WORK TO BE COMPLETED:
How many lines in the following records contain the string "below"? Reply with the count alone.

RECORDS SHOWN:
######

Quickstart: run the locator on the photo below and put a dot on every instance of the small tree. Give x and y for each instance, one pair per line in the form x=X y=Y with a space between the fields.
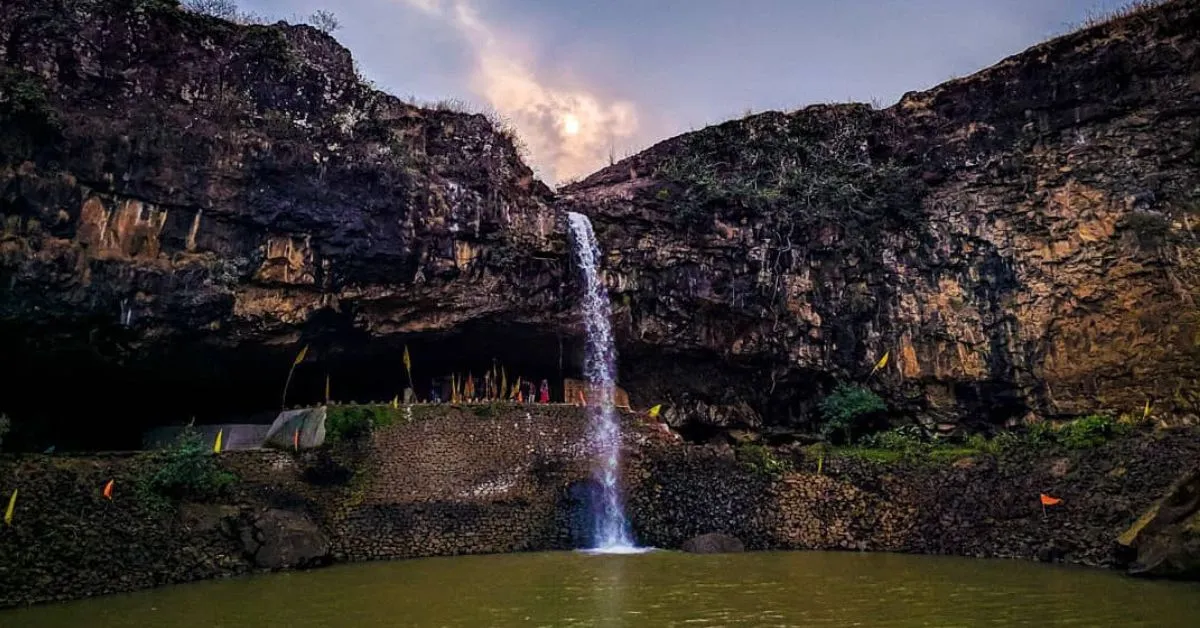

######

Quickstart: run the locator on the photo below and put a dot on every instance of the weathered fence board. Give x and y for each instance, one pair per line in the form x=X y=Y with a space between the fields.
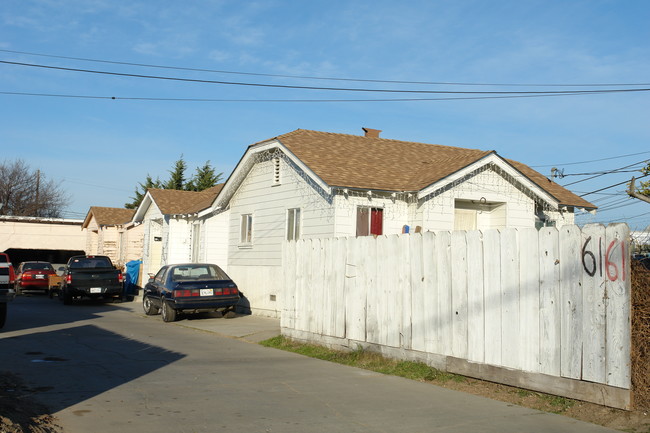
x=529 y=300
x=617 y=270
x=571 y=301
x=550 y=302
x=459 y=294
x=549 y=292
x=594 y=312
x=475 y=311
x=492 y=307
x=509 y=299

######

ANSWER:
2